Please quote each of the entries below word for word, leaving every line unchanged.

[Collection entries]
──────────────────────────────

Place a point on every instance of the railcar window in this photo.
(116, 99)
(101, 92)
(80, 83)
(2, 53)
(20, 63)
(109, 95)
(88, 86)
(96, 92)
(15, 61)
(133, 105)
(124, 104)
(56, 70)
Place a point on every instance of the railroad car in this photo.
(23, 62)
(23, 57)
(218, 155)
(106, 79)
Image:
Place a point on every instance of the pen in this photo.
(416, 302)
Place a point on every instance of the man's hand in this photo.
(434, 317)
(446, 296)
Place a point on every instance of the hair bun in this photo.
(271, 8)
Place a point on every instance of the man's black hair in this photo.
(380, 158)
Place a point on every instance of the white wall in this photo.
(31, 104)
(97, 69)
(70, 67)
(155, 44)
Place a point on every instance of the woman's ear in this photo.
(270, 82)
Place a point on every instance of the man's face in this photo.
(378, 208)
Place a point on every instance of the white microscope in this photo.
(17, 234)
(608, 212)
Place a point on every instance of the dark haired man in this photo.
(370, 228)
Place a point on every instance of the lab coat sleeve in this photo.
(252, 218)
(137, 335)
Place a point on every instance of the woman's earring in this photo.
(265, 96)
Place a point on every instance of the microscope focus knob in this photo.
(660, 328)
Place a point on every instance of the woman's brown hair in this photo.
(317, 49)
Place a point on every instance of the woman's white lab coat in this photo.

──────────────────────────────

Complete response =
Place a point on every instance of the railcar window in this photo.
(116, 99)
(101, 92)
(80, 83)
(2, 53)
(20, 63)
(109, 95)
(88, 86)
(96, 92)
(15, 61)
(133, 105)
(124, 104)
(56, 70)
Place a point on every instance of the railroad car in this photo.
(23, 62)
(23, 57)
(218, 155)
(106, 79)
Image:
Place a point on every instance of the pen in this photo.
(416, 302)
Place a point on every instance of the man's hand in this photo.
(434, 317)
(446, 296)
Place a point on every instance of the hair bun in this photo.
(271, 8)
Place a point on every instance of the man's black hair in this photo.
(380, 158)
Place a point on every instance of the white wall in this photo.
(31, 104)
(97, 69)
(70, 67)
(155, 44)
Place a point on every instance of the woman's ear in this photo.
(270, 82)
Place a point on every instance of the man's face in this photo.
(378, 208)
Place a point on every instance of the white microscope in this photo.
(17, 234)
(608, 212)
Place a point on every instance of the dark haired man in this photo.
(370, 228)
Place a point on every instance of the lab coat sleeve in this photo.
(252, 218)
(137, 335)
Place a point on every instance of the woman's earring in this photo.
(265, 96)
Place a point on every instance of the microscope focus knob in this photo.
(660, 328)
Place a point on every instance of the woman's brown hair in this photo.
(317, 49)
Place a point on every instance of the woman's white lab coat in this photo.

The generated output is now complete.